■ **Aim of the task**:
Below are the entries to work from; restate word for word the portion that opens with the line containing "Target: grass patch" and closes with the line containing "Target: pond", keeping both.

[Entries taken from a collection]
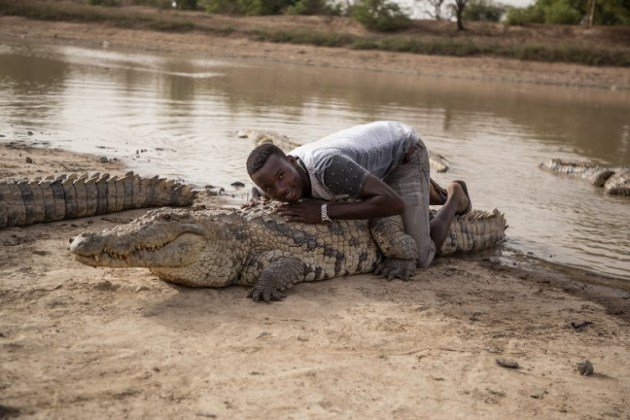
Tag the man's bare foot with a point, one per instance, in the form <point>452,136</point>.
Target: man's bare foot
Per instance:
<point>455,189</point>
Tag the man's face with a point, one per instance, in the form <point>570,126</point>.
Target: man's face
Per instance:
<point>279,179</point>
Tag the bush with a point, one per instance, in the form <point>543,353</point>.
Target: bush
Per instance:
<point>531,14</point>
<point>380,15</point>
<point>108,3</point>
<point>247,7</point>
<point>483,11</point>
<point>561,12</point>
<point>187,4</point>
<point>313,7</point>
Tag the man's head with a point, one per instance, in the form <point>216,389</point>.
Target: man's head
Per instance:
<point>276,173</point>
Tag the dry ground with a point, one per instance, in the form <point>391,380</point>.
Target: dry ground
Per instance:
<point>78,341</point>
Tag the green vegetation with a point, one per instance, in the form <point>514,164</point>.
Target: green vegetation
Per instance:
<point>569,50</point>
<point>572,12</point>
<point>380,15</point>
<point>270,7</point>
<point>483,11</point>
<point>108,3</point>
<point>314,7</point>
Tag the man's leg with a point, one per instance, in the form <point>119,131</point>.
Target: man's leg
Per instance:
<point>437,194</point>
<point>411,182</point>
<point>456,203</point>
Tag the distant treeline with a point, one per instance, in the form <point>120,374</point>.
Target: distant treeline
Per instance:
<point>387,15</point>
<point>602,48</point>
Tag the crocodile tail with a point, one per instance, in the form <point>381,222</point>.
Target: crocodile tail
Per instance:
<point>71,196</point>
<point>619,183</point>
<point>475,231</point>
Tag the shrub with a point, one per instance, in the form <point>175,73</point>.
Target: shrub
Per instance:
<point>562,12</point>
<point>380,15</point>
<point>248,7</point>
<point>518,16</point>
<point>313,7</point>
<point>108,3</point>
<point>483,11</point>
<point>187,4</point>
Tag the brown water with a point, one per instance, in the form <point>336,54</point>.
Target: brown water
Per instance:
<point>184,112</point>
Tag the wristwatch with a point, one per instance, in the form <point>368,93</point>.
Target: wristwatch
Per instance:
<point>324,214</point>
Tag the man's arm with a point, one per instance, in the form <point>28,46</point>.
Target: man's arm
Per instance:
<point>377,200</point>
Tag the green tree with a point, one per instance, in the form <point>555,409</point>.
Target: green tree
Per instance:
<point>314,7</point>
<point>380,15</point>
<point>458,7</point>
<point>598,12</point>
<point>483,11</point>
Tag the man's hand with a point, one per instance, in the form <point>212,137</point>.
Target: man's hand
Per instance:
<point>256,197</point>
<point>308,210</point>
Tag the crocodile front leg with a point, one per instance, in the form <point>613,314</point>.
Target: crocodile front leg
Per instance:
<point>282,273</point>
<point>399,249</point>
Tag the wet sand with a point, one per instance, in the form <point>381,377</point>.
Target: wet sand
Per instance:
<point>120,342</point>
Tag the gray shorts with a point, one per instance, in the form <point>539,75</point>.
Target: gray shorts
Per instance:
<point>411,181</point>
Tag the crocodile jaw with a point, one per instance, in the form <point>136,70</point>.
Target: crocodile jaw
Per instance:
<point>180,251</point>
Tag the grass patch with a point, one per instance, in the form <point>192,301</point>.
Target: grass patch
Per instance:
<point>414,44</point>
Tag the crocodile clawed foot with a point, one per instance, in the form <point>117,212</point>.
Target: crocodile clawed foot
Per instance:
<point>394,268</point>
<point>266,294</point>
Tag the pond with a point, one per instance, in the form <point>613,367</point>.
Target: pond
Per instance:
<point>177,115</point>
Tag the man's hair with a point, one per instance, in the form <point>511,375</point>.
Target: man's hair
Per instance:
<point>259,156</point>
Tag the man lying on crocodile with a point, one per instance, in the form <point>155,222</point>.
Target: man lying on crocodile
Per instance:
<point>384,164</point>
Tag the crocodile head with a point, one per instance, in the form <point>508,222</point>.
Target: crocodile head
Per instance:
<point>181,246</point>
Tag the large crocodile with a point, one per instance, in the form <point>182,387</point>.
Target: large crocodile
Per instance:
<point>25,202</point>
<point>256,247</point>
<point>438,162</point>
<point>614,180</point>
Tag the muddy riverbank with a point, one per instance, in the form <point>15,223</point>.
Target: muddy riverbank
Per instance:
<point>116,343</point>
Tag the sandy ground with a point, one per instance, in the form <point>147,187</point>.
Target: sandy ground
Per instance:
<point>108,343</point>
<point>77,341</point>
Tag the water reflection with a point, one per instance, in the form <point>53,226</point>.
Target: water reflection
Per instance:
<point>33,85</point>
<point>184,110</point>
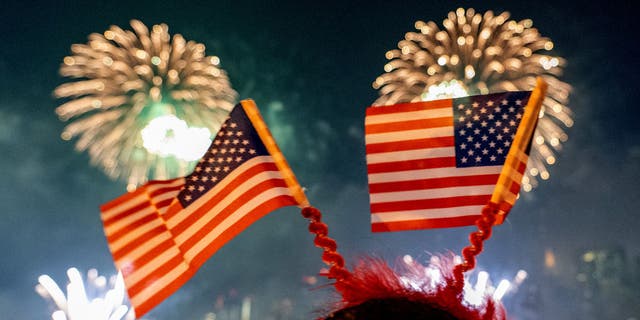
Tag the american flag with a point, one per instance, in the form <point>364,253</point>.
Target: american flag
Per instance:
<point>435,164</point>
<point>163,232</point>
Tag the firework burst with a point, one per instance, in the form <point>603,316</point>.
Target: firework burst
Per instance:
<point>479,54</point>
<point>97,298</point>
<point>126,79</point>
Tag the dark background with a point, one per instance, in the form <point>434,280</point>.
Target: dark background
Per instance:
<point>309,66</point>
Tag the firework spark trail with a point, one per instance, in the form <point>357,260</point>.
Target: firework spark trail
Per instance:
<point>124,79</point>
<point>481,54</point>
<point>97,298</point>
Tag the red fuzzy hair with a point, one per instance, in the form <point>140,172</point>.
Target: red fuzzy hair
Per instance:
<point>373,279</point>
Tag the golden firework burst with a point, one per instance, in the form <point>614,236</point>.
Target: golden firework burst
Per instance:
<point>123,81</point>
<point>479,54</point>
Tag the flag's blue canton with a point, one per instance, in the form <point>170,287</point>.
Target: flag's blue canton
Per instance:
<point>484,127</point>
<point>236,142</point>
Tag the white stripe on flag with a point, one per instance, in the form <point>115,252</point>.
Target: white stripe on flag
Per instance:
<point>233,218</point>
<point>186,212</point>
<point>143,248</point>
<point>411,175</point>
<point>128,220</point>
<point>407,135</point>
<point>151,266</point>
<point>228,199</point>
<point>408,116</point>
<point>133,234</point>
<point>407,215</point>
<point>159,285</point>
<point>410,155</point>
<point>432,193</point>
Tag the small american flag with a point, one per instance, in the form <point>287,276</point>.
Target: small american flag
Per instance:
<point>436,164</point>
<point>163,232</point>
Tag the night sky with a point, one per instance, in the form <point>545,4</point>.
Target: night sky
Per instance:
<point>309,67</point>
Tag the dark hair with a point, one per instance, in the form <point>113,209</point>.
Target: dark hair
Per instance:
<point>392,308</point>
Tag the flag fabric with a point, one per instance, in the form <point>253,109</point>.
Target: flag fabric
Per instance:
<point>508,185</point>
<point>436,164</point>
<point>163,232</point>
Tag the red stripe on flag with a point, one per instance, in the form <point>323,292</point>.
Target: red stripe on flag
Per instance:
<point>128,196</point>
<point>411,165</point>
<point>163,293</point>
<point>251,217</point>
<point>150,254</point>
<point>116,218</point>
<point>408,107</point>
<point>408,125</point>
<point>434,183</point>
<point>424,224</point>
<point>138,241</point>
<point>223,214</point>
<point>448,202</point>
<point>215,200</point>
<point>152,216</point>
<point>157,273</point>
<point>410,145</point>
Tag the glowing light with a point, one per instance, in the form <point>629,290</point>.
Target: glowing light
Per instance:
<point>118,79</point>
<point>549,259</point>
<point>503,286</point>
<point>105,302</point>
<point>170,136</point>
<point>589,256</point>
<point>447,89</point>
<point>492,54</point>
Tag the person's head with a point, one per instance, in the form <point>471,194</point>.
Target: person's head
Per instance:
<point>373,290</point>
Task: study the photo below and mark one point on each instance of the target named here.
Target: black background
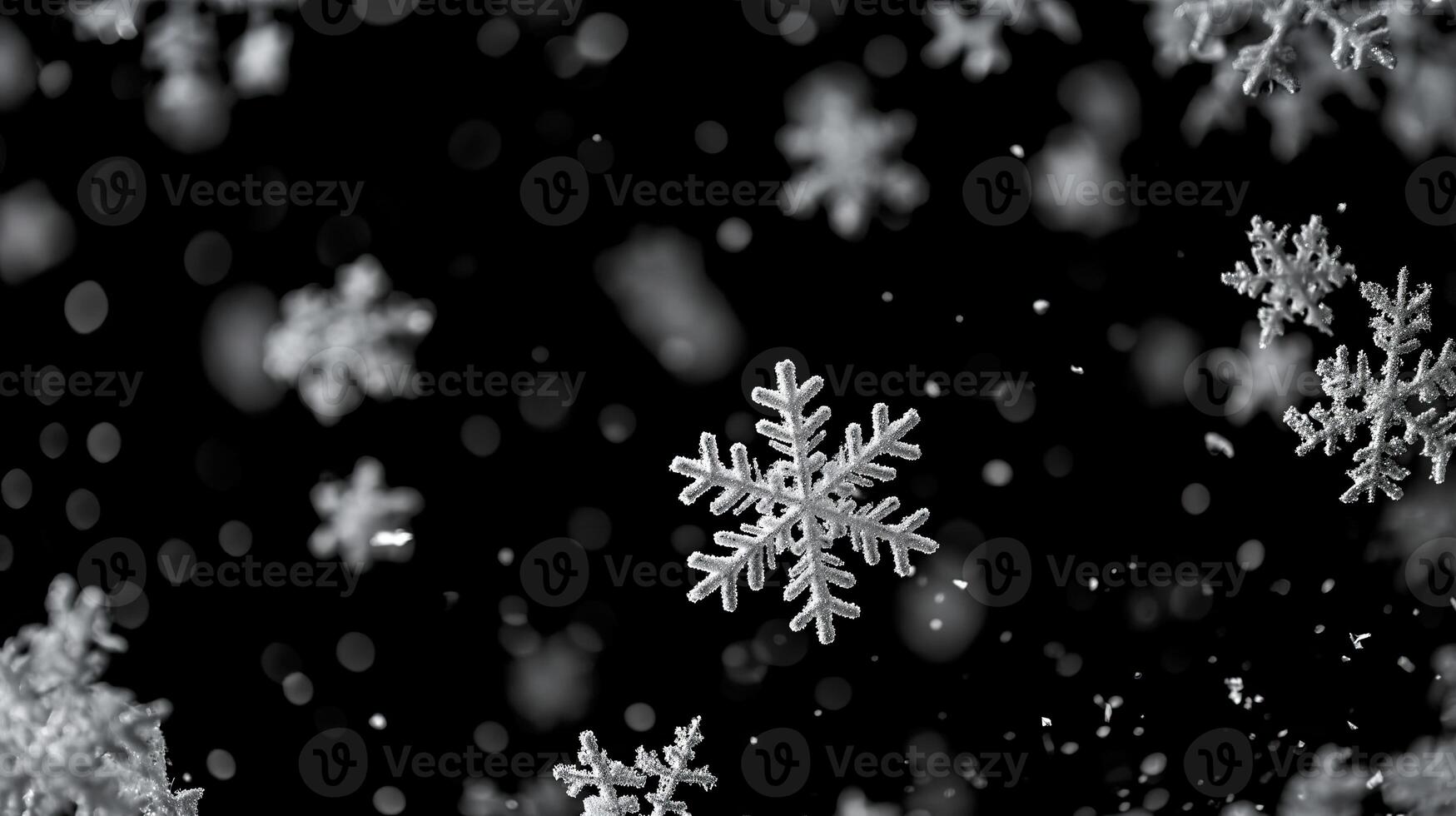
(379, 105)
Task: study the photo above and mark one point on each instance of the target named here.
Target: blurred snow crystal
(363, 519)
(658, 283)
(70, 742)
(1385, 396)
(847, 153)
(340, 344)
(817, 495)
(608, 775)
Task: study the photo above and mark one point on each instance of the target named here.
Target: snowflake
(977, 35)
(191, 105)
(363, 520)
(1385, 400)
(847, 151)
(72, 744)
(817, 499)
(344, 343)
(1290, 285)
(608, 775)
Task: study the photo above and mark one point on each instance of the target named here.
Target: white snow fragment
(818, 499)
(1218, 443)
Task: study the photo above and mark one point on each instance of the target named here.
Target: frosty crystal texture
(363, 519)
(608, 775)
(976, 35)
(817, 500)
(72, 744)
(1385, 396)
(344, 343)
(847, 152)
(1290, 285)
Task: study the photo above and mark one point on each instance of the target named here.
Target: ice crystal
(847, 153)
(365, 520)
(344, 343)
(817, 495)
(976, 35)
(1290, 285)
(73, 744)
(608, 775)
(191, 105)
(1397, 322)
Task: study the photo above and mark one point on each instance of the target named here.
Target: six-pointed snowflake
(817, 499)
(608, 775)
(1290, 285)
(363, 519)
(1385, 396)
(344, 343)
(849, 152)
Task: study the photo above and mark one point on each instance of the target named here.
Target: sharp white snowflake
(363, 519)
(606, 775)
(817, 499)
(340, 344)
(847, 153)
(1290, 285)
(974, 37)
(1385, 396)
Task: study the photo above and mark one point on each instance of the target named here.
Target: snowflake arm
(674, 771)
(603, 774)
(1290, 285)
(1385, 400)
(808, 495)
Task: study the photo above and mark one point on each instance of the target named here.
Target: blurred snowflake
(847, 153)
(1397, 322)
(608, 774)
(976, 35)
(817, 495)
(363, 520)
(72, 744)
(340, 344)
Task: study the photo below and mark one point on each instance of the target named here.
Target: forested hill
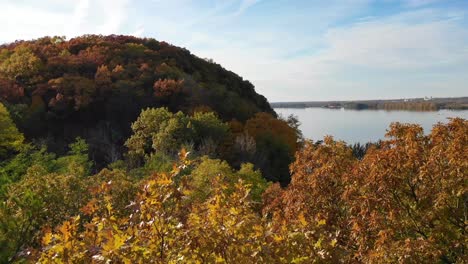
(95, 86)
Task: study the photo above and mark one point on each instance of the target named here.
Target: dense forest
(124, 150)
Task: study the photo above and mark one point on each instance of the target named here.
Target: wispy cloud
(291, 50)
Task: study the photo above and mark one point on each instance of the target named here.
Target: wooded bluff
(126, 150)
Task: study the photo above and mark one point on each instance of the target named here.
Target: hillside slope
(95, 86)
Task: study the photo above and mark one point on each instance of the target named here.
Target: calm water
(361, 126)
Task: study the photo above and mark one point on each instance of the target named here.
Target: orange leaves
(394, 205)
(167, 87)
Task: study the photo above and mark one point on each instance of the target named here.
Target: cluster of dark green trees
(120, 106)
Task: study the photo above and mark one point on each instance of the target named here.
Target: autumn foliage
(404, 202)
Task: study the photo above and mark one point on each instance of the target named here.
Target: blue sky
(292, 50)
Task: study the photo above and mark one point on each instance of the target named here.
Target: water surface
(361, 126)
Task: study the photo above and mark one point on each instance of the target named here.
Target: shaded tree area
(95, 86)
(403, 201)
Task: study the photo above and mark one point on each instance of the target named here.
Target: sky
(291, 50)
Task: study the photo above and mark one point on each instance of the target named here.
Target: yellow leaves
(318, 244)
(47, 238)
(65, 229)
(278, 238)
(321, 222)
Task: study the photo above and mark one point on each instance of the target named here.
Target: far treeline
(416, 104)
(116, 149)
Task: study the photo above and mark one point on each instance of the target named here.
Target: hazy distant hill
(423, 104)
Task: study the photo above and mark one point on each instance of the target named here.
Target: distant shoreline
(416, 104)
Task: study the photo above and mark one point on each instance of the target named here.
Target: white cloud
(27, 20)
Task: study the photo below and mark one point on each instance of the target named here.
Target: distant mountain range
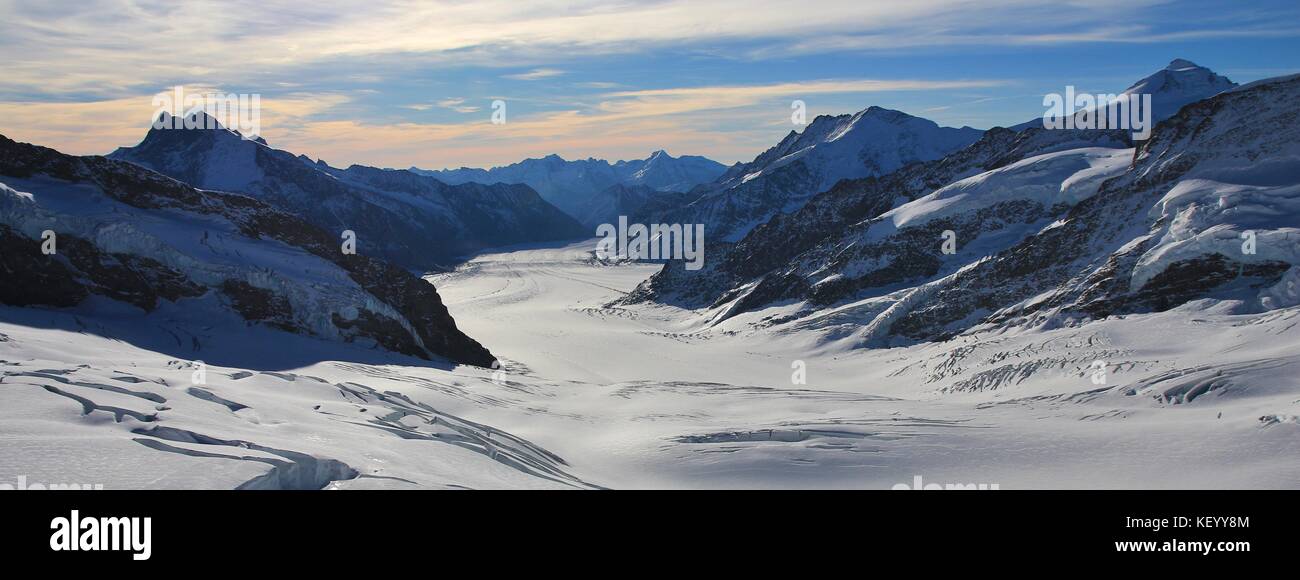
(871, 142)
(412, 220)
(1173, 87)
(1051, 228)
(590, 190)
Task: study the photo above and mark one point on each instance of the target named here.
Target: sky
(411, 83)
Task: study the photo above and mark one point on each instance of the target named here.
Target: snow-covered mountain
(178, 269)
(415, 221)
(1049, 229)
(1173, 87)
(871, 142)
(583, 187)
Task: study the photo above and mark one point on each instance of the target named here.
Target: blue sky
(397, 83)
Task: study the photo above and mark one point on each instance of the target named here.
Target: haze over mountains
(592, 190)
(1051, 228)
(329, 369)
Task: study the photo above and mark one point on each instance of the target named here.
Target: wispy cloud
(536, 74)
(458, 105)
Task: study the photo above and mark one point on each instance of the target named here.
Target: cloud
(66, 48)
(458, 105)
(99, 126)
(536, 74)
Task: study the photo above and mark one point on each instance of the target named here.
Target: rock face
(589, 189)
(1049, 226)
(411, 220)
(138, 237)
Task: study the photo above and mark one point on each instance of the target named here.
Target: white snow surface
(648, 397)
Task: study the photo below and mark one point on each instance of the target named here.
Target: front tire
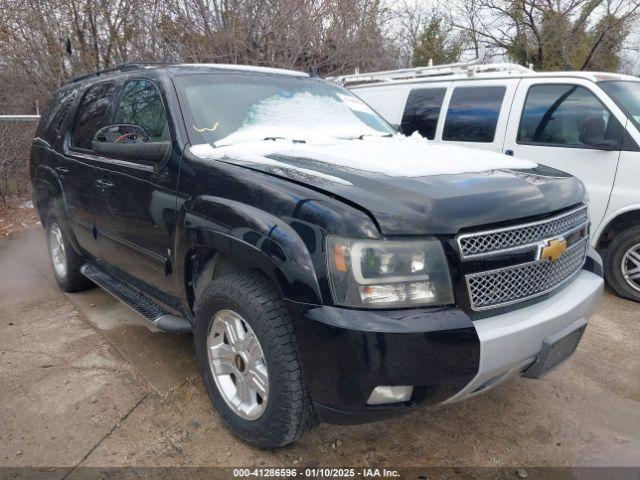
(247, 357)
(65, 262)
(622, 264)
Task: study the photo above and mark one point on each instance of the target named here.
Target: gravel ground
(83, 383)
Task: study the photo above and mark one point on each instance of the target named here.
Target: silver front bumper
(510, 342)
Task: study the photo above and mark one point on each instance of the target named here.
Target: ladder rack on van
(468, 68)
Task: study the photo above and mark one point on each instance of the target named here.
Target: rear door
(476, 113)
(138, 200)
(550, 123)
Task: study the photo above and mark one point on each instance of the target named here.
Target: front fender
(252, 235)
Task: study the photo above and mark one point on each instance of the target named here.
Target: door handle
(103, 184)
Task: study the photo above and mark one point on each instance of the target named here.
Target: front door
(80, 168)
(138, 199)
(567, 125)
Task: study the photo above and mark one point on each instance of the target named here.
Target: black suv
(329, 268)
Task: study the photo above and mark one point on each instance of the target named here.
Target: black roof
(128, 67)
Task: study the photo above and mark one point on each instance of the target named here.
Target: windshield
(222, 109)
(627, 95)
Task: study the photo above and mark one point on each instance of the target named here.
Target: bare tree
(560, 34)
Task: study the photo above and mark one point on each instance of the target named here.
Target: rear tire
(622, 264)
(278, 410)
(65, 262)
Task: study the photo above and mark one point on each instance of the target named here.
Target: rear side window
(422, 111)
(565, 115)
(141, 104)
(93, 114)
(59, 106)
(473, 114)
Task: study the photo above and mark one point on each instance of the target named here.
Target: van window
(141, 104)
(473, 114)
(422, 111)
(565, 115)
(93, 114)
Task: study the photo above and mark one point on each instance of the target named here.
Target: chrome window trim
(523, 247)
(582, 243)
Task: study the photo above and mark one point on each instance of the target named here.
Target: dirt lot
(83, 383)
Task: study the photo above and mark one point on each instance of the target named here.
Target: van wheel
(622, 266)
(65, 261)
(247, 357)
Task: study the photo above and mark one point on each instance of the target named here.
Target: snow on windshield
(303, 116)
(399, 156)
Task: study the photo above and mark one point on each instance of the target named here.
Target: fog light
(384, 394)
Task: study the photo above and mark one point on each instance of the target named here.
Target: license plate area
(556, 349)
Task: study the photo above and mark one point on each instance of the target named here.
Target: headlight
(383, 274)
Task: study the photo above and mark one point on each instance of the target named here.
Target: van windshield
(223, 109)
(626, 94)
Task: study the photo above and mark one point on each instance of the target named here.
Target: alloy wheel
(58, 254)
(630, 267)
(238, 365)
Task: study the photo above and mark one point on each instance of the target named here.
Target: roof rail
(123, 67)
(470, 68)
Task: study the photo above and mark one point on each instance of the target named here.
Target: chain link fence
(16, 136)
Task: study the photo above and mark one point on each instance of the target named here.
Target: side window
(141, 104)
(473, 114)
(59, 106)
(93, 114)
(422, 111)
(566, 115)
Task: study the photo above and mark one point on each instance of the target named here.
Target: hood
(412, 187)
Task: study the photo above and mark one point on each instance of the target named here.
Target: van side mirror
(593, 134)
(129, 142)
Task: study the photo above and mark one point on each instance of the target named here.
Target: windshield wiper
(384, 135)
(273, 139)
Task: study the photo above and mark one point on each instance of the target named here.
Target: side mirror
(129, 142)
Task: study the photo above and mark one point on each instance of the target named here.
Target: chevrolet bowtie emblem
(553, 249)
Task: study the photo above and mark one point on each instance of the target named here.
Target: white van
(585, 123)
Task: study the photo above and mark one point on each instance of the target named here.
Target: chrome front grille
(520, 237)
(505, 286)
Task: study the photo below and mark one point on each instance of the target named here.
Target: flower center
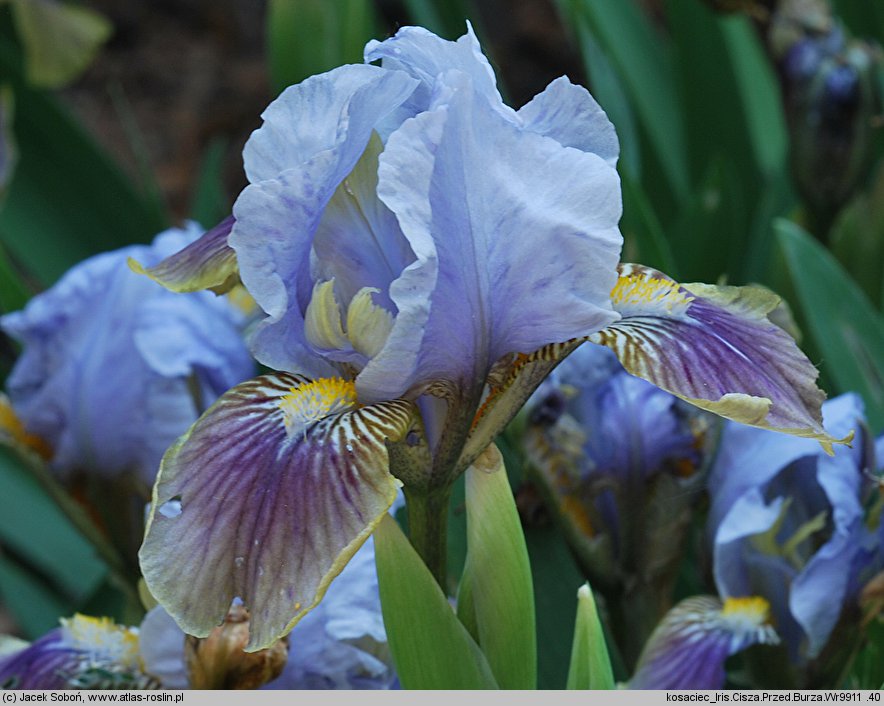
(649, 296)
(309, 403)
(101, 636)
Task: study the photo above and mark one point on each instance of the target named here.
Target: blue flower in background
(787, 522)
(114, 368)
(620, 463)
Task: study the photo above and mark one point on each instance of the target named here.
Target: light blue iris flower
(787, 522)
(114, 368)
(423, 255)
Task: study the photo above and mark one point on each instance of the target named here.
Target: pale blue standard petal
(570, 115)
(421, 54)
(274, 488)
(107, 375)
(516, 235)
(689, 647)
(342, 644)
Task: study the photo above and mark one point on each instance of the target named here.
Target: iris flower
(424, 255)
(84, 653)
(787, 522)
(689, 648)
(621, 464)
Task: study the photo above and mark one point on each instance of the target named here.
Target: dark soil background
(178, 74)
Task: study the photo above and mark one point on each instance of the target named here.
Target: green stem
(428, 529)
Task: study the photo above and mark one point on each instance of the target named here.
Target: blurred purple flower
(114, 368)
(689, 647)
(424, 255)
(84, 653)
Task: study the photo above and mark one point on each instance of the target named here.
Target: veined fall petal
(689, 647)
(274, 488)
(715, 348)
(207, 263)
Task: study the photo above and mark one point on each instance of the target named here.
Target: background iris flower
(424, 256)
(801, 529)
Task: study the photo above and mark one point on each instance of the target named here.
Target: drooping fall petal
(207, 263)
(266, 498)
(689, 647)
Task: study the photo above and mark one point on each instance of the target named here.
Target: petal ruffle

■ **Written answer**:
Target: grass patch
Per instance:
<point>414,44</point>
Tag the crocodile clawed foot with a point, one per instance, in the form <point>117,212</point>.
Target: crocodile clawed foot
Per instance:
<point>394,268</point>
<point>266,294</point>
Tag the pond with a point, one per instance, in the form <point>613,367</point>.
Target: pond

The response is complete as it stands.